>> Begin TASK INPUTS

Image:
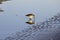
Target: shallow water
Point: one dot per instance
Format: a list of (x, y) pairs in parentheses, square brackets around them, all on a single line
[(13, 18)]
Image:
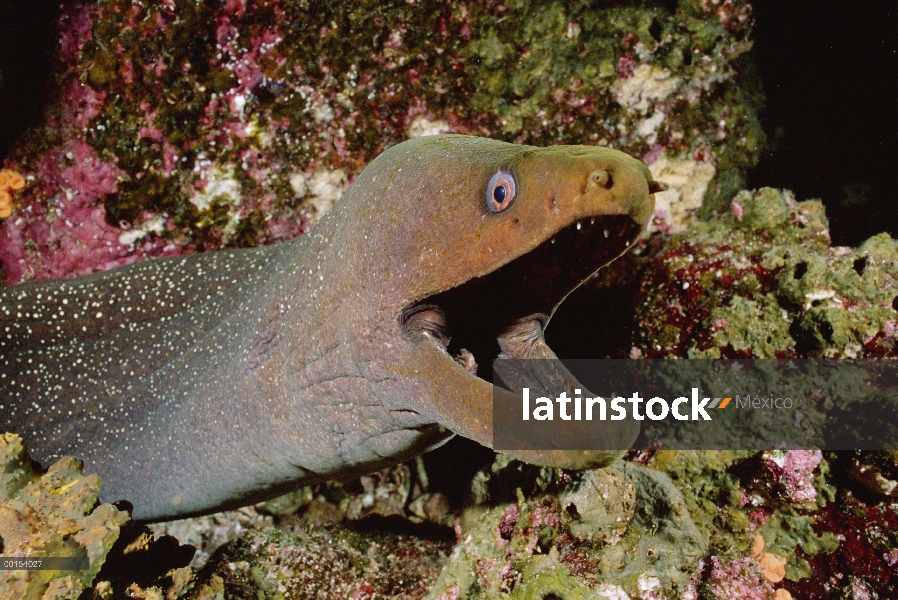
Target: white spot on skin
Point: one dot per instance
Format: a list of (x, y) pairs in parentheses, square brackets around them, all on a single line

>> End TASK INPUTS

EXERCISE DIRECTIONS:
Please update the records, changing "one dot per instance" to "a dot for each instance" and keeping all else unchanged. Leave the pictures out of your answer.

SOLUTION BELOW:
Image:
Target: shallow water
Point: a dot for each instance
Format: a list of (x, y) pairs in parentheses, square brackets around them, all on a single line
[(13, 18)]
Image:
Target: white spot on skin
Point: a dot for each instance
Format: a list of (x, y) pairs in parentheses, square brackets around them, all on a single line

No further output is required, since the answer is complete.